◆ **PROVIDED PASSAGE**:
Personal information
- Date of birth: 6 June 2001 (age 25)
- Place of birth: Canberra, Australian Capital Territory, Australia
- Height: 1.60 m (5 ft 3 in)
- Position: Midfielder

Team information
- Current team: Southampton
- Number: 14

Senior career*
- Years: Team / Apps / (Gls)
- 2016–2020: Canberra United / 18 / (1)
- 2020: Þróttur / 15 / (2)
- 2020–2023: Canberra United / 44 / (2)
- 2023: Manly United / 10 / (0)
- 2023–2026: Melbourne City / 35 / (3)
- 2026–: Southampton / 0 / (0)

International career^{‡}
- 2024: Australia U23 / 1 / (0)
- 2024: Australia / 1 / (0)
- 2025–: Wales / 1 / (0)

= Laura Hughes (footballer) =

Welsh footballer (born 2001)

Laura Hughes (born 6 June 2001) is a footballer who plays as a midfielder for Women's Super League 2 club Southampton and the Wales national team. She has been capped once for Australia and changed international allegiance to Wales.

==Early life==
Hughes was born on 6 June 2001 in Canberra, Australian Capital Territory. Being of Welsh descent, as a child she spent time in Wales, primarily in her mother's home town of Porthcawl in Bridgend. She finished high school at Erindale College in the Canberra suburb of Wanniassa.

==Club career==
Hughes was born in Canberra, and was signed in 2016 from the Canberra academy, and also had played some games for the Junior Matildas. She made her debut on 18 December 2016, as a substitute in Canberra's 5–1 victory. This was her only appearance for the year.

◆ **ASSIGNMENT**:
Answer these questions from the Laura Hughes profile:
1. What shirt number does she wear at her current team?
2. Which town is her mother's home town?
3. On what date did she make her debut for Canberra?

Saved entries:
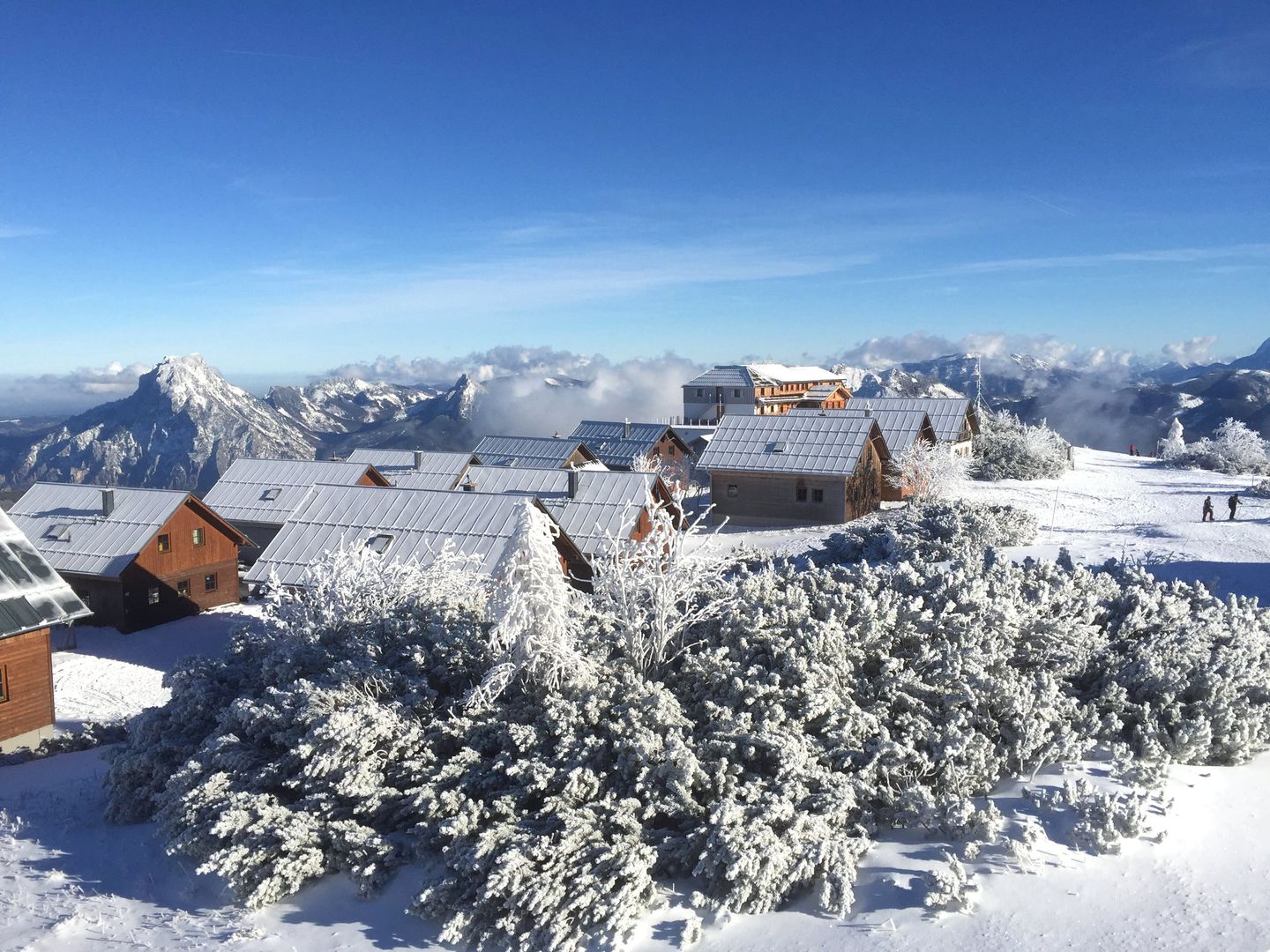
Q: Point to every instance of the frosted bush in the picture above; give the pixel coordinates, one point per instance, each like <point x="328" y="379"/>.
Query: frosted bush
<point x="931" y="532"/>
<point x="1233" y="449"/>
<point x="756" y="756"/>
<point x="1006" y="449"/>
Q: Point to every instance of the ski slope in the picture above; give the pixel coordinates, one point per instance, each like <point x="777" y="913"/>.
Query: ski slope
<point x="72" y="882"/>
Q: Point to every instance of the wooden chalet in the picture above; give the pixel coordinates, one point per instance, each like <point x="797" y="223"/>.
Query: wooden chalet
<point x="954" y="419"/>
<point x="138" y="557"/>
<point x="620" y="443"/>
<point x="759" y="390"/>
<point x="796" y="469"/>
<point x="403" y="524"/>
<point x="34" y="599"/>
<point x="900" y="429"/>
<point x="536" y="452"/>
<point x="258" y="495"/>
<point x="592" y="507"/>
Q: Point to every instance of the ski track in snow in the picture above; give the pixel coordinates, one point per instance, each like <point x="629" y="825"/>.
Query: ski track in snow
<point x="69" y="881"/>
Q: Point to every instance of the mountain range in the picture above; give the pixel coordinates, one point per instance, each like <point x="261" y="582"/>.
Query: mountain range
<point x="185" y="423"/>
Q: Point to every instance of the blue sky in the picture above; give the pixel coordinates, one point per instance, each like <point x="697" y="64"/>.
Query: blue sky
<point x="292" y="187"/>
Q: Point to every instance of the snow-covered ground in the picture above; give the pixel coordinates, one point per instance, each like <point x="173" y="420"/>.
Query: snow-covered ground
<point x="68" y="881"/>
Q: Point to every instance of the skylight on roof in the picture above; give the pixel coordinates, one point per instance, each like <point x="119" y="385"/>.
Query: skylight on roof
<point x="380" y="542"/>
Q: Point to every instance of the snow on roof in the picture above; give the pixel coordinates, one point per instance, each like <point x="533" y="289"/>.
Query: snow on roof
<point x="267" y="490"/>
<point x="392" y="462"/>
<point x="419" y="522"/>
<point x="900" y="428"/>
<point x="617" y="443"/>
<point x="606" y="502"/>
<point x="32" y="594"/>
<point x="65" y="521"/>
<point x="947" y="414"/>
<point x="548" y="452"/>
<point x="790" y="443"/>
<point x="784" y="374"/>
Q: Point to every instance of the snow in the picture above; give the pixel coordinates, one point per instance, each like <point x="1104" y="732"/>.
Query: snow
<point x="71" y="882"/>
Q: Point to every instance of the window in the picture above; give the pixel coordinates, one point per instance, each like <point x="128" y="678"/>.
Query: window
<point x="380" y="544"/>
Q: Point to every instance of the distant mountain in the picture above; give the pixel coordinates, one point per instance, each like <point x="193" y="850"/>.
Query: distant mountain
<point x="181" y="429"/>
<point x="439" y="423"/>
<point x="343" y="405"/>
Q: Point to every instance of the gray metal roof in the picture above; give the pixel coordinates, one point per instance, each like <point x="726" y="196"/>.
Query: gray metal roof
<point x="65" y="522"/>
<point x="811" y="443"/>
<point x="32" y="594"/>
<point x="947" y="414"/>
<point x="394" y="462"/>
<point x="900" y="428"/>
<point x="723" y="376"/>
<point x="606" y="502"/>
<point x="479" y="524"/>
<point x="265" y="492"/>
<point x="544" y="452"/>
<point x="617" y="443"/>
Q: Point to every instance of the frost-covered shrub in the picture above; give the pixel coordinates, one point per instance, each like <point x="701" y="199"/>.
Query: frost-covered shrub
<point x="932" y="532"/>
<point x="1235" y="450"/>
<point x="1006" y="449"/>
<point x="817" y="706"/>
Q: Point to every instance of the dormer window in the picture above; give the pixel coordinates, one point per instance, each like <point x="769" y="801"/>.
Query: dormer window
<point x="380" y="544"/>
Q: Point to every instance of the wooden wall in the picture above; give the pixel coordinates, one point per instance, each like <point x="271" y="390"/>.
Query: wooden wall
<point x="28" y="672"/>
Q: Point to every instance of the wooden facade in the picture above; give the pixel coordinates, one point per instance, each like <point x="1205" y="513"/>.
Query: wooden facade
<point x="188" y="566"/>
<point x="785" y="499"/>
<point x="26" y="689"/>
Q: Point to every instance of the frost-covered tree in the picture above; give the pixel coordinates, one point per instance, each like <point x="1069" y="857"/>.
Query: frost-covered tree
<point x="1174" y="443"/>
<point x="930" y="471"/>
<point x="653" y="591"/>
<point x="534" y="612"/>
<point x="1006" y="449"/>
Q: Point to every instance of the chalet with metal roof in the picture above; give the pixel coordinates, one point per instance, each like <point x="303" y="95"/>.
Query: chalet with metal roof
<point x="400" y="524"/>
<point x="758" y="389"/>
<point x="258" y="495"/>
<point x="34" y="599"/>
<point x="534" y="452"/>
<point x="417" y="469"/>
<point x="619" y="443"/>
<point x="900" y="429"/>
<point x="954" y="419"/>
<point x="796" y="469"/>
<point x="138" y="557"/>
<point x="594" y="507"/>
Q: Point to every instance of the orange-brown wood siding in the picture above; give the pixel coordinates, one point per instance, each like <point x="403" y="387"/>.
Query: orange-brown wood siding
<point x="29" y="675"/>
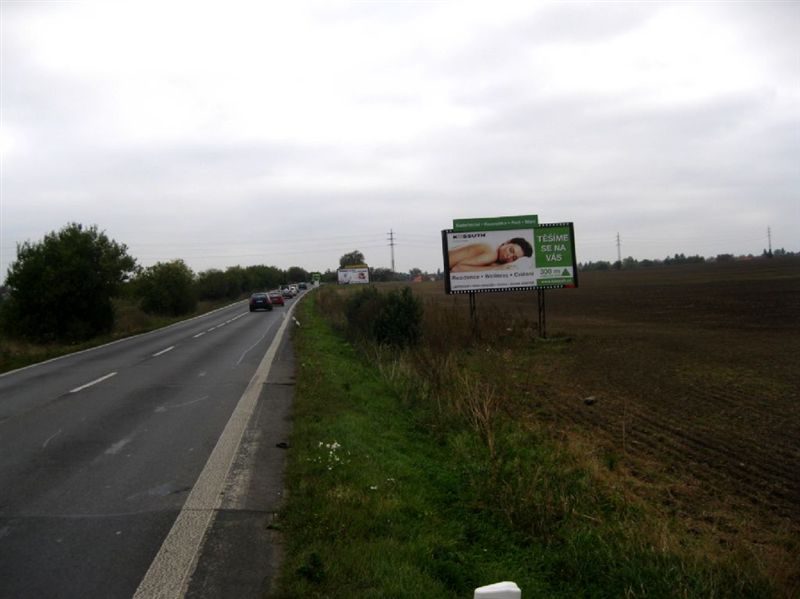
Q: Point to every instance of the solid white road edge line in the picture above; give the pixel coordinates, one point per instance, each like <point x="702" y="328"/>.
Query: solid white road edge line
<point x="169" y="573"/>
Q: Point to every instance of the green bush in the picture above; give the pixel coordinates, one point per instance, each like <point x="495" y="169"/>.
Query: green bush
<point x="167" y="288"/>
<point x="399" y="323"/>
<point x="61" y="287"/>
<point x="392" y="319"/>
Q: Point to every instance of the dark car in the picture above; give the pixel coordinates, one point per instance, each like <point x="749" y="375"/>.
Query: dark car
<point x="260" y="301"/>
<point x="276" y="297"/>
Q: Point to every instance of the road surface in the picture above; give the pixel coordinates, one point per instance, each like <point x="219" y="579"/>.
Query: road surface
<point x="100" y="450"/>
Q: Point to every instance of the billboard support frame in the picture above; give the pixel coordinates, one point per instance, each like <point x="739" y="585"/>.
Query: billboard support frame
<point x="542" y="313"/>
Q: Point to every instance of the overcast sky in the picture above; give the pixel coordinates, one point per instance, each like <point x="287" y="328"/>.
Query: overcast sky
<point x="290" y="133"/>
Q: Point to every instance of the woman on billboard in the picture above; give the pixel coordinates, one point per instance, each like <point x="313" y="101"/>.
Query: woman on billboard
<point x="482" y="256"/>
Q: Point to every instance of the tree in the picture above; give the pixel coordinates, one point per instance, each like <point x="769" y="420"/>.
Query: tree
<point x="61" y="287"/>
<point x="354" y="257"/>
<point x="167" y="288"/>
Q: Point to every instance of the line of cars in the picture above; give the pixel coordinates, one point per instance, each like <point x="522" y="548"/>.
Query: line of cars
<point x="266" y="300"/>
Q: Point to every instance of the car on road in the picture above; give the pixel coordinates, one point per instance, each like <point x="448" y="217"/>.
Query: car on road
<point x="260" y="301"/>
<point x="276" y="297"/>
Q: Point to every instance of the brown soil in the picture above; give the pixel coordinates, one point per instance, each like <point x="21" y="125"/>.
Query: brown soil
<point x="685" y="380"/>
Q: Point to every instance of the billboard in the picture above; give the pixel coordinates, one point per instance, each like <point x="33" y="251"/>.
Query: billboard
<point x="354" y="275"/>
<point x="484" y="259"/>
<point x="495" y="223"/>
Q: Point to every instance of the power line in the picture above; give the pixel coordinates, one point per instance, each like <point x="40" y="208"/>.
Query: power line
<point x="391" y="245"/>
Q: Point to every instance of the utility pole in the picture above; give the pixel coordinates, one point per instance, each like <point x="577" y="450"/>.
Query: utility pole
<point x="391" y="245"/>
<point x="769" y="239"/>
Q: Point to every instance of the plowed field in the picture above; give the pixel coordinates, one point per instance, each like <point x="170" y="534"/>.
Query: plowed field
<point x="687" y="378"/>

◆ **RESPONSE**:
1. 14
2. Porthcawl, in Bridgend
3. 18 December 2016